• PAGE
__________________________________________________
FIG. 2 shows a block diagram of the inverter device. The inverter device 210 comprises a first substrate (metallic substrate) 220 and a second substrate (control substrate) 230. On the first substrate 220, a converter 222 a including rectifying devices 222 and serving to convert an A.C. voltage from an A.C. power supply 250 into a D.C. current, an inverter 221 a including switching elements 221 and comprising a D.C./A.C converter to constitute an inverter power semiconductor, and a shunt resistance 225 to detect a D.C. current flowing through the switching elements 221 are mounted. Further, radiating fins made of copper or aluminum are attached closely to an opposite surface to the mount surface. On the second substrate 230, mounted are the microcomputer 231, a current detection circuit 234 that processes a detection value detected by the shunt resistance 225, a driver circuit 232 that causes the inverter power semiconductor to perform a switching operation, a communication circuit 241 that communicates with the cycle control substrate 254, and a power circuit 233 that supplies control power to the microcomputer 231, the current detection circuit 234, the driver circuit 232, and the communication circuit 241.
An A.C. voltage from the A.C. power supply 250 is converted by the converter 222 a (in which a plurality of rectifying devices 222 are bridge-connected) into D.C. current, and the inverter 221 a (power conversion means, in which the switching elements 221 are three-phase bridge-connected) being a D.C./A.C converter is subjected to A.C. frequency control by the microcomputer 231 to drive the electric motor 111.
The A.C. voltage is rectified by the plurality of rectifying devices 222 in the converter 222 a to be conducted to a smoothing capacitor 251 via a magnet switch 253 that operates or stops the compressor 101, and a power factor improvement reactor 252.
__________________________________________________
• PROVIDED RECORDS
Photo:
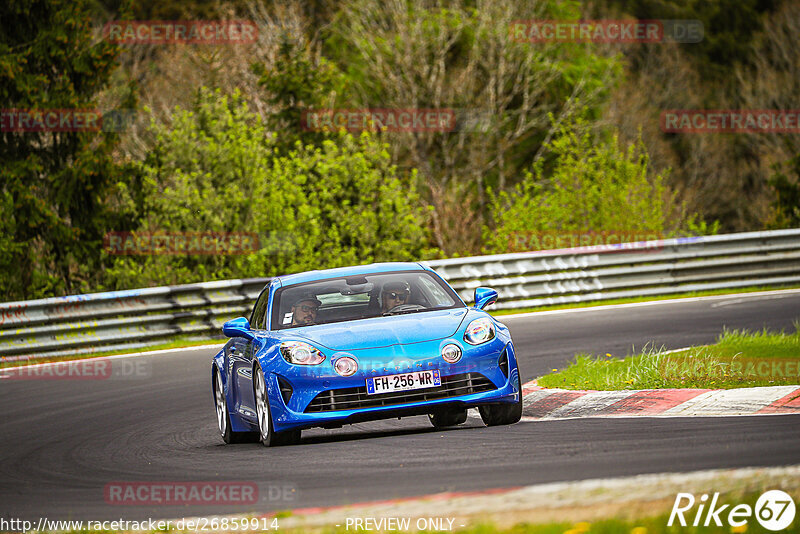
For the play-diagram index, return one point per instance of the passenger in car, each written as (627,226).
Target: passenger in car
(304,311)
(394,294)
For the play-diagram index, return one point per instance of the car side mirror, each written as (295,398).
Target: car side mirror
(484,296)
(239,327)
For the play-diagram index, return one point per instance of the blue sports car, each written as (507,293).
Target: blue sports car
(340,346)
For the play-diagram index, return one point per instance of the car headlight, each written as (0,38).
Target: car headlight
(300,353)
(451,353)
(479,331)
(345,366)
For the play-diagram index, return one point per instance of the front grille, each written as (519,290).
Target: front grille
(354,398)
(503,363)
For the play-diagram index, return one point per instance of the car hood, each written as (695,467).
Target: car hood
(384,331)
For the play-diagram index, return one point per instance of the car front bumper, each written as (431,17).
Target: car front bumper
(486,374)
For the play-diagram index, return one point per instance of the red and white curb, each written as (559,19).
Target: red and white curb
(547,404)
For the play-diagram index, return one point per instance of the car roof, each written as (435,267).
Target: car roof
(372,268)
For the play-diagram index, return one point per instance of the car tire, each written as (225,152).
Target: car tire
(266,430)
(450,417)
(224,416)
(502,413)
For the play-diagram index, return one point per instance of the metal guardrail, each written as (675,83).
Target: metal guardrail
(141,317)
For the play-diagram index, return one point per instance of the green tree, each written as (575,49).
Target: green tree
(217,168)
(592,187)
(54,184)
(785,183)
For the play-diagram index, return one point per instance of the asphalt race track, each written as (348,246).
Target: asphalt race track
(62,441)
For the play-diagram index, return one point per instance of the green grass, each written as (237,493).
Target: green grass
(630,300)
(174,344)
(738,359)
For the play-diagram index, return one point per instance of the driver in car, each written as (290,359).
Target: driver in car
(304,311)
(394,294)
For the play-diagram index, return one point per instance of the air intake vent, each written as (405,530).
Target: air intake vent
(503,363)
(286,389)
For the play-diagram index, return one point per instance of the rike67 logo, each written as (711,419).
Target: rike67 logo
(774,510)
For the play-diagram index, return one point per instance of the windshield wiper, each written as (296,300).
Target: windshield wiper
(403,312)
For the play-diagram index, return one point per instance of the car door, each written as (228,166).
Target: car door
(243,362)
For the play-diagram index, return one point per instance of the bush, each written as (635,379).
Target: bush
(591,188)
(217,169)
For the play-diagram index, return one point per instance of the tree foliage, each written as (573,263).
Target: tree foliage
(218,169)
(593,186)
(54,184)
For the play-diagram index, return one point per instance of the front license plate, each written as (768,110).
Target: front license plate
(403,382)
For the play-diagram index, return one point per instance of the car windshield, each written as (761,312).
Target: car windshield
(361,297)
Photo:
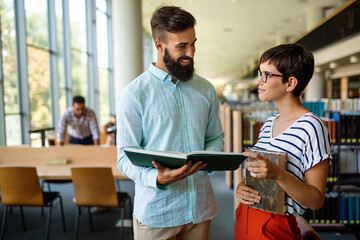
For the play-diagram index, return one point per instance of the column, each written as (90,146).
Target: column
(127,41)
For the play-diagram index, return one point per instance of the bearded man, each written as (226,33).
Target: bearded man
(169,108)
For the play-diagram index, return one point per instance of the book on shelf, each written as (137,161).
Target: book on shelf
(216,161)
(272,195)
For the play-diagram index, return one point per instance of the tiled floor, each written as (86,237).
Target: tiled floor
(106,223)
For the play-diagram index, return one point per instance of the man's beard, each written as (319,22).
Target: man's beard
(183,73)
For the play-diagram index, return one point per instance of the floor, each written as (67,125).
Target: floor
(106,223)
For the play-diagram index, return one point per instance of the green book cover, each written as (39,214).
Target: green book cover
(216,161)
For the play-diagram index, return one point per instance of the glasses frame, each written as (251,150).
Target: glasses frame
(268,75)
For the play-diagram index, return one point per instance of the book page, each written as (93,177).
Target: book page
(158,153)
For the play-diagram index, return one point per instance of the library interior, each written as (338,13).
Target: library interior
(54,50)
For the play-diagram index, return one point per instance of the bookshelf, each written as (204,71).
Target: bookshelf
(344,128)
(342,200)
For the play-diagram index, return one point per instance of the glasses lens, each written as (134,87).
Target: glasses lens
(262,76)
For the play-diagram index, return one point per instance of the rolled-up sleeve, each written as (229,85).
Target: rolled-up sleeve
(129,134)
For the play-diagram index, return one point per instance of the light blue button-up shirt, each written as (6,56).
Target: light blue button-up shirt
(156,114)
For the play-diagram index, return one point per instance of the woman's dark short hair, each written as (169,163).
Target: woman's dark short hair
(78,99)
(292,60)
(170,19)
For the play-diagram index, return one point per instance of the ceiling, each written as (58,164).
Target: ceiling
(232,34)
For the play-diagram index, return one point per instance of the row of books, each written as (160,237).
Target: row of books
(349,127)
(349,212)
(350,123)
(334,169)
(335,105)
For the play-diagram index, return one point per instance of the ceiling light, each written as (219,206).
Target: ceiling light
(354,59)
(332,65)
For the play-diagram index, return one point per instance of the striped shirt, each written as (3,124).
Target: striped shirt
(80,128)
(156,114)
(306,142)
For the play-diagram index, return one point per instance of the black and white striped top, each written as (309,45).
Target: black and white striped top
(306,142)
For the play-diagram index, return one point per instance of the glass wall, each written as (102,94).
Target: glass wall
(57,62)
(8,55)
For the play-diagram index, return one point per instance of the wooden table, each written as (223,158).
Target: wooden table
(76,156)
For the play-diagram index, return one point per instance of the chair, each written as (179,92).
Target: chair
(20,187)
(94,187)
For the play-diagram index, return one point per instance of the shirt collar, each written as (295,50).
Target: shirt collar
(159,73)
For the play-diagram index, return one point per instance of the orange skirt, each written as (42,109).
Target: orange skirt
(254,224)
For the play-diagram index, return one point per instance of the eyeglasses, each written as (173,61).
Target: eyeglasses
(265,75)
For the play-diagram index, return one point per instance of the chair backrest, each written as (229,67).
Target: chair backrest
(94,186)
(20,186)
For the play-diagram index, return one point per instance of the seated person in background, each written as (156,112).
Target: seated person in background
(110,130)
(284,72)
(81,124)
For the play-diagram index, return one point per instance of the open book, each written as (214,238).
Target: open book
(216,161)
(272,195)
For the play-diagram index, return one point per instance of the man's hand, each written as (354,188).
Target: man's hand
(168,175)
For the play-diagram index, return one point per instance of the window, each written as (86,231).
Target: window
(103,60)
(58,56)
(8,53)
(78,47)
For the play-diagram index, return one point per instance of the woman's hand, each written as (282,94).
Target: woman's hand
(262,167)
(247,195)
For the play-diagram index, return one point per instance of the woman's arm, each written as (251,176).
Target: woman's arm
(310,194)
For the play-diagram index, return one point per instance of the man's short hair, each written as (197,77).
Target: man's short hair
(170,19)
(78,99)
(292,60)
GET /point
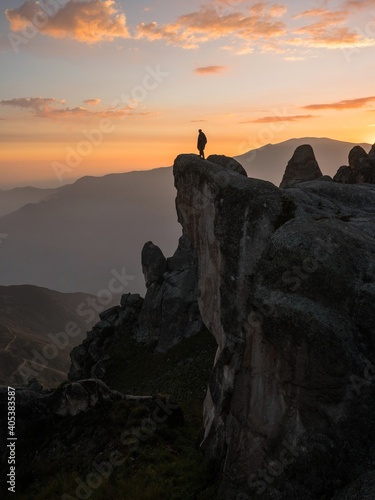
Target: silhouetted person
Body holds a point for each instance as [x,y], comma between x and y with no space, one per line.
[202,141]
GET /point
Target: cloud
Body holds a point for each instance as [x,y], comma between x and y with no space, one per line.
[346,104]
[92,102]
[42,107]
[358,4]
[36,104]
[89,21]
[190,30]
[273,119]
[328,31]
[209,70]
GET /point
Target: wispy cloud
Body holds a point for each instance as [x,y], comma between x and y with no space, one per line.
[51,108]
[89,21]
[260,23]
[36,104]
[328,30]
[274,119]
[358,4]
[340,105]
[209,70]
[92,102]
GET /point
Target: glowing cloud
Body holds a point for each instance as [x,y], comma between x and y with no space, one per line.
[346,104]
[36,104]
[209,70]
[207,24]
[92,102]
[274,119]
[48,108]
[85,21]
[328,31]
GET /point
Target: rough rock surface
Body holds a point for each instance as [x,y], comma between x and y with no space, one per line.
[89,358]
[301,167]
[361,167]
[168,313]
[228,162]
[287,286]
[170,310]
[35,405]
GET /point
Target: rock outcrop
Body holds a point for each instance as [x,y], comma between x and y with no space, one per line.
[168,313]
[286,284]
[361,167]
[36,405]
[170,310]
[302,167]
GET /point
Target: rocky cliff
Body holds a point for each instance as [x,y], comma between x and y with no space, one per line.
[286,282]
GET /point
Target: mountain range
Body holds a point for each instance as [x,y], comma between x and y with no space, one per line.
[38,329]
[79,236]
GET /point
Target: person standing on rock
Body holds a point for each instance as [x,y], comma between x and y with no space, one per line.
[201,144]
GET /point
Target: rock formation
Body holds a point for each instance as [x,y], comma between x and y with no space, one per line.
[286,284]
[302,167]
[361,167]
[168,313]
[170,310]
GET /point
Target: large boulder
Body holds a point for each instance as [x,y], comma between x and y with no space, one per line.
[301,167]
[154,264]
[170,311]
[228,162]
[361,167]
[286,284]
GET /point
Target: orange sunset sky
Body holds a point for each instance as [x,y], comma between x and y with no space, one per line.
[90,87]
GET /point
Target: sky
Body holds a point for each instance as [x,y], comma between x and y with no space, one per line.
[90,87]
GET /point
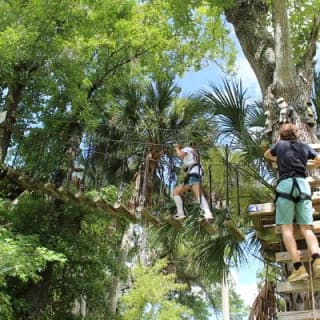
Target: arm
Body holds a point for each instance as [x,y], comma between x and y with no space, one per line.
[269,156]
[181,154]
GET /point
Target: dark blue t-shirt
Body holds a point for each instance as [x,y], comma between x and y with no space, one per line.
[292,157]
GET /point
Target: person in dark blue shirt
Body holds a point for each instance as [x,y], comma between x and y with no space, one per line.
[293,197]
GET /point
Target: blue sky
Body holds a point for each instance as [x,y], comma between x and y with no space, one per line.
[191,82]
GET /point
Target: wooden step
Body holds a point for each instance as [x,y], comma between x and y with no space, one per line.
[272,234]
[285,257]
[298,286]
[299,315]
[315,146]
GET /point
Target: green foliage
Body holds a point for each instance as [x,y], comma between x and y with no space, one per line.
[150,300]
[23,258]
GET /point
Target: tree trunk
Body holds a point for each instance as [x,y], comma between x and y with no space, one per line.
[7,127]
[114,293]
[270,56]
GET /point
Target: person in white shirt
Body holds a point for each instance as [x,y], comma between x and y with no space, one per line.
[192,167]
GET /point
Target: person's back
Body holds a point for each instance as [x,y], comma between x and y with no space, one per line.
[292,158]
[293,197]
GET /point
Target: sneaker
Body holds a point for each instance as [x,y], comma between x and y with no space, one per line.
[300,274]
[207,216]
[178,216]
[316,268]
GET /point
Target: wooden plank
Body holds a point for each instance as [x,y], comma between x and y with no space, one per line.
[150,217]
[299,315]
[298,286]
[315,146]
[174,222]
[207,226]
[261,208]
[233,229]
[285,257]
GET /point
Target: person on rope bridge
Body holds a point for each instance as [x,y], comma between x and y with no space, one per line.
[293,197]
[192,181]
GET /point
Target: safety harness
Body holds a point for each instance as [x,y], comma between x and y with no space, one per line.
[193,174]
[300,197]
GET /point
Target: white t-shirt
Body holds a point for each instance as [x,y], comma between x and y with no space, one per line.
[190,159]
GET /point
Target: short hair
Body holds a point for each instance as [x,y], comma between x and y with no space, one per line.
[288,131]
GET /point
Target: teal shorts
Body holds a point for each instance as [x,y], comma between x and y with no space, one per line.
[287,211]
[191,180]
__________________________________________________
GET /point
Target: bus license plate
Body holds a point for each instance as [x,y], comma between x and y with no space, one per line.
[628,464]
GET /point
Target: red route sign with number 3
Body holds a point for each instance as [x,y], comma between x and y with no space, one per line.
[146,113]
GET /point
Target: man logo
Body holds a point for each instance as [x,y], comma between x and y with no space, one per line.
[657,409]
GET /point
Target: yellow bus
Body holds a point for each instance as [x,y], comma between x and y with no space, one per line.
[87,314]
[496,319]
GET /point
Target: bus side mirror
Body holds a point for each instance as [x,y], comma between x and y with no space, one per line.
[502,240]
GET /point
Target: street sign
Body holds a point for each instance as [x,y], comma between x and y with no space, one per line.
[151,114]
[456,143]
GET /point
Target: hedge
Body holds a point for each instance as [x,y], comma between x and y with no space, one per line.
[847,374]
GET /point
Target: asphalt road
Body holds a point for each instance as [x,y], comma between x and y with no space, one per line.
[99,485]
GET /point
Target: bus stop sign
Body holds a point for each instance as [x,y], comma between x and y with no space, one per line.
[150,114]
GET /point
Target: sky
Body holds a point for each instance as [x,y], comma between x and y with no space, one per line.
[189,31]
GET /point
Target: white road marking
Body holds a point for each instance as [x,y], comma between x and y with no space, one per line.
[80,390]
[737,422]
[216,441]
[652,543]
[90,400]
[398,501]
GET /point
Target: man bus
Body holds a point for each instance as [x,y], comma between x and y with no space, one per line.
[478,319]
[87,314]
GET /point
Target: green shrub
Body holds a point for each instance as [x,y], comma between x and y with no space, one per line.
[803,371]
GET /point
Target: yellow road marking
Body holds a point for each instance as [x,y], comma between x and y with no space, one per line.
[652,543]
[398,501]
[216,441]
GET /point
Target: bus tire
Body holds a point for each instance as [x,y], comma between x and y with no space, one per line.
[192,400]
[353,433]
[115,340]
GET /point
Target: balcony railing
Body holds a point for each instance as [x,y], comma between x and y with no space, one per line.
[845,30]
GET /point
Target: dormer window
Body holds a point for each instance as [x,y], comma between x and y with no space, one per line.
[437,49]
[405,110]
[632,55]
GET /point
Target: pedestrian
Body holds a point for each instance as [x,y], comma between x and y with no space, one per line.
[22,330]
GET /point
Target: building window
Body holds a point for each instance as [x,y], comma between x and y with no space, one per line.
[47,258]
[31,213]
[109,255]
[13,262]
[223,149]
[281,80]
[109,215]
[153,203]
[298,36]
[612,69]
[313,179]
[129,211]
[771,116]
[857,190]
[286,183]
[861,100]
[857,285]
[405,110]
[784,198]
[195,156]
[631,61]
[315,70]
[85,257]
__________________________________________________
• REQUEST A
Can you print the inverter device passage word for word, starting at "An A.C. voltage from the" and ending at "electric motor 111."?
• REQUEST B
Which lines in the entries contain the word "door"? List each such line in full.

• TASK SOLUTION A
An A.C. voltage from the A.C. power supply 250 is converted by the converter 222 a (in which a plurality of rectifying devices 222 are bridge-connected) into D.C. current, and the inverter 221 a (power conversion means, in which the switching elements 221 are three-phase bridge-connected) being a D.C./A.C converter is subjected to A.C. frequency control by the microcomputer 231 to drive the electric motor 111.

• TASK SOLUTION B
For the play-diagram index, return one point per instance of the car door, each written as (228,166).
Target: car door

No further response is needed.